§ Exercise materials

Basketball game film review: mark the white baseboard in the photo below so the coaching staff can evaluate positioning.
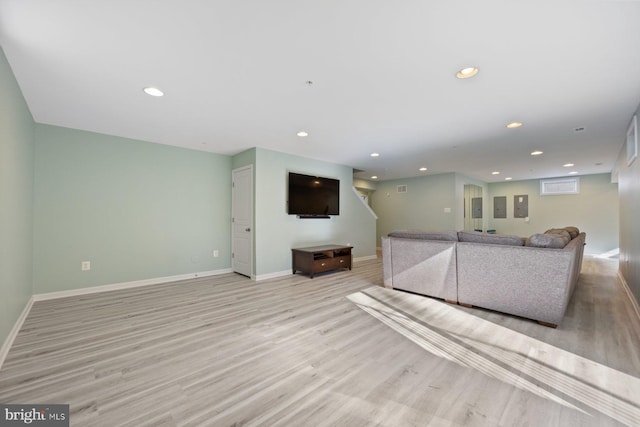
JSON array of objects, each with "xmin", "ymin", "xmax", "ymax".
[
  {"xmin": 254, "ymin": 270, "xmax": 291, "ymax": 281},
  {"xmin": 618, "ymin": 269, "xmax": 640, "ymax": 322},
  {"xmin": 355, "ymin": 254, "xmax": 378, "ymax": 262},
  {"xmin": 0, "ymin": 295, "xmax": 35, "ymax": 371},
  {"xmin": 33, "ymin": 268, "xmax": 234, "ymax": 301}
]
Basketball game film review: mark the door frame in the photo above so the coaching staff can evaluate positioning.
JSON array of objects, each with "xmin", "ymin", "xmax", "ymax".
[{"xmin": 231, "ymin": 165, "xmax": 254, "ymax": 278}]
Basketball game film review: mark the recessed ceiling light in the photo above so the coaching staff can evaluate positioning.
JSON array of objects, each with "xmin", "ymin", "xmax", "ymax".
[
  {"xmin": 563, "ymin": 163, "xmax": 574, "ymax": 167},
  {"xmin": 297, "ymin": 131, "xmax": 308, "ymax": 137},
  {"xmin": 505, "ymin": 177, "xmax": 513, "ymax": 181},
  {"xmin": 456, "ymin": 67, "xmax": 479, "ymax": 79},
  {"xmin": 371, "ymin": 176, "xmax": 378, "ymax": 179},
  {"xmin": 143, "ymin": 87, "xmax": 164, "ymax": 97},
  {"xmin": 370, "ymin": 152, "xmax": 380, "ymax": 157},
  {"xmin": 531, "ymin": 150, "xmax": 543, "ymax": 156},
  {"xmin": 568, "ymin": 171, "xmax": 578, "ymax": 175},
  {"xmin": 492, "ymin": 171, "xmax": 500, "ymax": 175},
  {"xmin": 419, "ymin": 167, "xmax": 428, "ymax": 171},
  {"xmin": 506, "ymin": 122, "xmax": 523, "ymax": 129}
]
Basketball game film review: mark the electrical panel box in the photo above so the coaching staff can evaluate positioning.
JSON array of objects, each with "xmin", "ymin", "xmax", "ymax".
[
  {"xmin": 494, "ymin": 196, "xmax": 507, "ymax": 218},
  {"xmin": 514, "ymin": 195, "xmax": 528, "ymax": 218},
  {"xmin": 472, "ymin": 197, "xmax": 482, "ymax": 218}
]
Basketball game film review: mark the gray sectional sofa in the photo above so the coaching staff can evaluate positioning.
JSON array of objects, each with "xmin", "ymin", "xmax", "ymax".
[{"xmin": 381, "ymin": 228, "xmax": 586, "ymax": 327}]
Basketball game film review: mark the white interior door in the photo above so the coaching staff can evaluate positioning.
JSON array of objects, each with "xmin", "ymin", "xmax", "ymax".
[{"xmin": 232, "ymin": 166, "xmax": 253, "ymax": 277}]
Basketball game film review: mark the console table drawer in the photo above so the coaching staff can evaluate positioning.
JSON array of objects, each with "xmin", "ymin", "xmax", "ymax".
[
  {"xmin": 333, "ymin": 256, "xmax": 351, "ymax": 268},
  {"xmin": 314, "ymin": 259, "xmax": 336, "ymax": 272}
]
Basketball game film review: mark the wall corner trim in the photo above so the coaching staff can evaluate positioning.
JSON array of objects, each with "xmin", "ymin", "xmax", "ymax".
[{"xmin": 0, "ymin": 296, "xmax": 36, "ymax": 371}]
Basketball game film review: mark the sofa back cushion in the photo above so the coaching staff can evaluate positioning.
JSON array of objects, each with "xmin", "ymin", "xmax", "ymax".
[
  {"xmin": 388, "ymin": 230, "xmax": 459, "ymax": 242},
  {"xmin": 526, "ymin": 233, "xmax": 568, "ymax": 248},
  {"xmin": 457, "ymin": 230, "xmax": 524, "ymax": 246}
]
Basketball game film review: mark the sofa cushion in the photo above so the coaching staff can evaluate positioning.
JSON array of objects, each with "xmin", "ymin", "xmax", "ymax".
[
  {"xmin": 544, "ymin": 228, "xmax": 572, "ymax": 243},
  {"xmin": 457, "ymin": 231, "xmax": 524, "ymax": 246},
  {"xmin": 388, "ymin": 230, "xmax": 459, "ymax": 242},
  {"xmin": 545, "ymin": 226, "xmax": 580, "ymax": 240},
  {"xmin": 564, "ymin": 226, "xmax": 580, "ymax": 239},
  {"xmin": 526, "ymin": 233, "xmax": 568, "ymax": 248}
]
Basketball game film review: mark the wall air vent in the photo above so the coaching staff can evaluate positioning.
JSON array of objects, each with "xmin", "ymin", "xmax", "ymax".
[
  {"xmin": 540, "ymin": 177, "xmax": 580, "ymax": 195},
  {"xmin": 397, "ymin": 185, "xmax": 407, "ymax": 193}
]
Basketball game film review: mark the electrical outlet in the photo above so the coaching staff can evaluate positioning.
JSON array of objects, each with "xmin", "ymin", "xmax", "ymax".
[
  {"xmin": 213, "ymin": 250, "xmax": 219, "ymax": 258},
  {"xmin": 81, "ymin": 261, "xmax": 91, "ymax": 271}
]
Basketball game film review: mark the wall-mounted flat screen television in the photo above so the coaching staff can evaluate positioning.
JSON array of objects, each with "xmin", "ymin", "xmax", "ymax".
[{"xmin": 287, "ymin": 172, "xmax": 340, "ymax": 217}]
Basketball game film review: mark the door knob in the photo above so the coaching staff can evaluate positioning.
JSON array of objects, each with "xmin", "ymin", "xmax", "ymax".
[{"xmin": 245, "ymin": 228, "xmax": 251, "ymax": 232}]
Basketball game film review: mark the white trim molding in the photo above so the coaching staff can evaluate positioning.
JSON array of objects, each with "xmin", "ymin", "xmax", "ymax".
[
  {"xmin": 33, "ymin": 268, "xmax": 233, "ymax": 301},
  {"xmin": 0, "ymin": 296, "xmax": 35, "ymax": 371},
  {"xmin": 254, "ymin": 270, "xmax": 292, "ymax": 281},
  {"xmin": 619, "ymin": 269, "xmax": 640, "ymax": 322},
  {"xmin": 540, "ymin": 177, "xmax": 580, "ymax": 195},
  {"xmin": 355, "ymin": 255, "xmax": 378, "ymax": 262}
]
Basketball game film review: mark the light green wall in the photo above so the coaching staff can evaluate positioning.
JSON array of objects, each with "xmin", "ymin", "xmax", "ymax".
[
  {"xmin": 618, "ymin": 103, "xmax": 640, "ymax": 306},
  {"xmin": 353, "ymin": 178, "xmax": 377, "ymax": 191},
  {"xmin": 33, "ymin": 124, "xmax": 232, "ymax": 293},
  {"xmin": 0, "ymin": 47, "xmax": 35, "ymax": 345},
  {"xmin": 487, "ymin": 173, "xmax": 618, "ymax": 254},
  {"xmin": 232, "ymin": 148, "xmax": 256, "ymax": 170},
  {"xmin": 371, "ymin": 173, "xmax": 457, "ymax": 245},
  {"xmin": 254, "ymin": 148, "xmax": 376, "ymax": 276},
  {"xmin": 371, "ymin": 171, "xmax": 618, "ymax": 255}
]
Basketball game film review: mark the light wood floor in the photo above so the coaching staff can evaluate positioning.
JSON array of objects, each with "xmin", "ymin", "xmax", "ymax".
[{"xmin": 1, "ymin": 256, "xmax": 639, "ymax": 426}]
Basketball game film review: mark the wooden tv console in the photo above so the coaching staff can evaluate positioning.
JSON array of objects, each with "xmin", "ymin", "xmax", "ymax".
[{"xmin": 291, "ymin": 244, "xmax": 353, "ymax": 278}]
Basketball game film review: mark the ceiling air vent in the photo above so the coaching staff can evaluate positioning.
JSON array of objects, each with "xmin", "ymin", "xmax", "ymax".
[
  {"xmin": 540, "ymin": 178, "xmax": 580, "ymax": 195},
  {"xmin": 397, "ymin": 185, "xmax": 407, "ymax": 193}
]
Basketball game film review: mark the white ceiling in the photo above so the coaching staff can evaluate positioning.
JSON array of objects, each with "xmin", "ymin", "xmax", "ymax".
[{"xmin": 2, "ymin": 0, "xmax": 640, "ymax": 182}]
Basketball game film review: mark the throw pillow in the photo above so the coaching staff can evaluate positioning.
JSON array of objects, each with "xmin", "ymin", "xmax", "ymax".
[
  {"xmin": 564, "ymin": 226, "xmax": 580, "ymax": 239},
  {"xmin": 544, "ymin": 228, "xmax": 571, "ymax": 244}
]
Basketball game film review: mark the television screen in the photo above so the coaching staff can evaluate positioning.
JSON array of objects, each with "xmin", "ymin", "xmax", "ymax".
[{"xmin": 288, "ymin": 172, "xmax": 340, "ymax": 216}]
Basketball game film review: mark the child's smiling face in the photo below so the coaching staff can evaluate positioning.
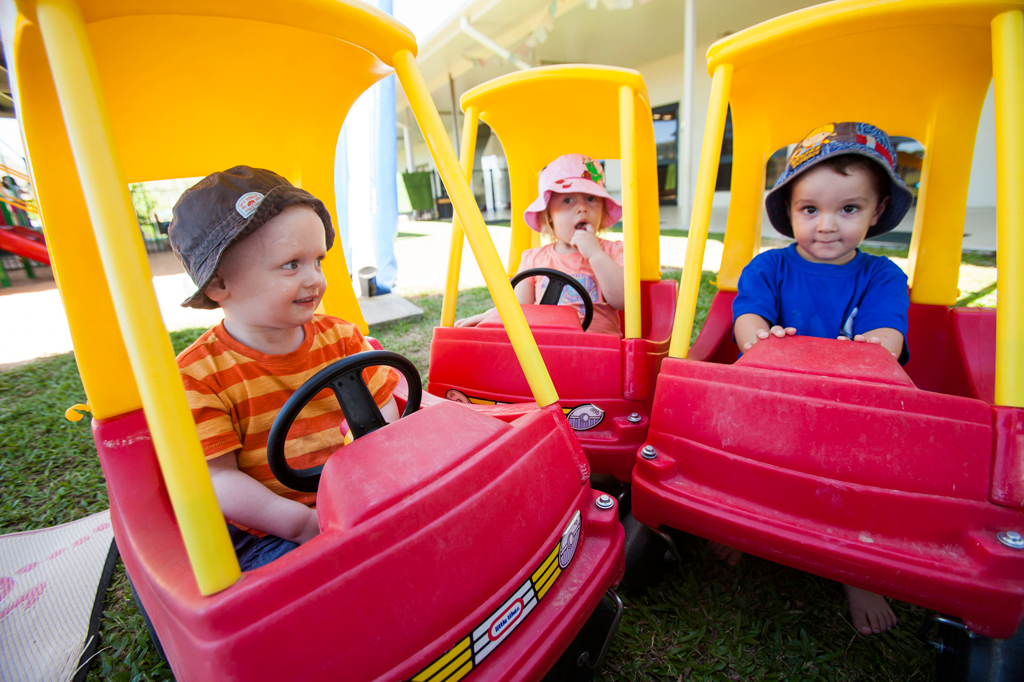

§ To do
Please return every line of the records above that contains the word "white".

§ Response area
Basketball game film review: mark the white baseboard in the photo below so the coaching staff can evaluate positioning.
Basketball game film review: mark the white interior door in the photo above so the coaching staff can evaluate positioning.
Basketball game film review: mark the white trim molding in the photo above so the coaching staff can evaluate positioning.
Basketball game film review: mark the white ceiling in the photo above so the coaching staff can evaluate positioning.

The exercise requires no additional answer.